> **DATA SUPPLIED**
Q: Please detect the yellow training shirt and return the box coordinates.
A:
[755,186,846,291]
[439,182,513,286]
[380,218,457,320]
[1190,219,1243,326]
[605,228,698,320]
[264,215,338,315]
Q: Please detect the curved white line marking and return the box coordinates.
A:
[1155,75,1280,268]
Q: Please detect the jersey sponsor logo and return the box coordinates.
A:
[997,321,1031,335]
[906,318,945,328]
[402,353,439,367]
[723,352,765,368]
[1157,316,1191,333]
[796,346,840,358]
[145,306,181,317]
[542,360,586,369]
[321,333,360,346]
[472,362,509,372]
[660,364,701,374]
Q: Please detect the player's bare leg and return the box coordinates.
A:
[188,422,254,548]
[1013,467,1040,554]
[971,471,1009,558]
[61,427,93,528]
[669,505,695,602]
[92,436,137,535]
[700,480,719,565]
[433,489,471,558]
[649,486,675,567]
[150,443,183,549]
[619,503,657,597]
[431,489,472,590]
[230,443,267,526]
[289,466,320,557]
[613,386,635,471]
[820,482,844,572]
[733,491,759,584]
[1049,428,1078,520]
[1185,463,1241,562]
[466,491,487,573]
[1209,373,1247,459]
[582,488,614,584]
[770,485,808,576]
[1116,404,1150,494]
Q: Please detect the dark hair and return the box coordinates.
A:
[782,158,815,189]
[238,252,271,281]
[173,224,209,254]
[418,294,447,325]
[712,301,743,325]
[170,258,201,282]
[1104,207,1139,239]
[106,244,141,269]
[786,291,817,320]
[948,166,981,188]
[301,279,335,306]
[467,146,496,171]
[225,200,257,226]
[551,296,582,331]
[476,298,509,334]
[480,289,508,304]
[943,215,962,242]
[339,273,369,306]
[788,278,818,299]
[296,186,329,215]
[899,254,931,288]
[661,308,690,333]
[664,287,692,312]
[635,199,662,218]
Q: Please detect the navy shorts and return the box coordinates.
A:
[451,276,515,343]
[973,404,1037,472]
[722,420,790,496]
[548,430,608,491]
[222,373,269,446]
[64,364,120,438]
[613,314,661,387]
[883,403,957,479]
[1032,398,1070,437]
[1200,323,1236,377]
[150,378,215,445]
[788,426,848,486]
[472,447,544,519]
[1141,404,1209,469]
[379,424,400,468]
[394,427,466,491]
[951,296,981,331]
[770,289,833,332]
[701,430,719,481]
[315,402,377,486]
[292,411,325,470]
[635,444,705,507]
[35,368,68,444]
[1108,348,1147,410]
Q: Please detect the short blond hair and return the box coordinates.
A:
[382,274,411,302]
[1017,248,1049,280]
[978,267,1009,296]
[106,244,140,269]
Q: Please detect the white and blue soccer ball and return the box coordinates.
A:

> **REQUIRED ACTION**
Find the line with "Q: Please detect the short" in the listing above, then write out that line and each remaining line exactly, with no other text.

> **RESPONSE**
Q: Please detect the short blond hair and return the box coordinates.
A:
[382,274,411,302]
[1017,248,1049,280]
[978,267,1009,296]
[106,244,140,269]
Q: Please detect the white and blue soccer ball and return the box coordinates.
A:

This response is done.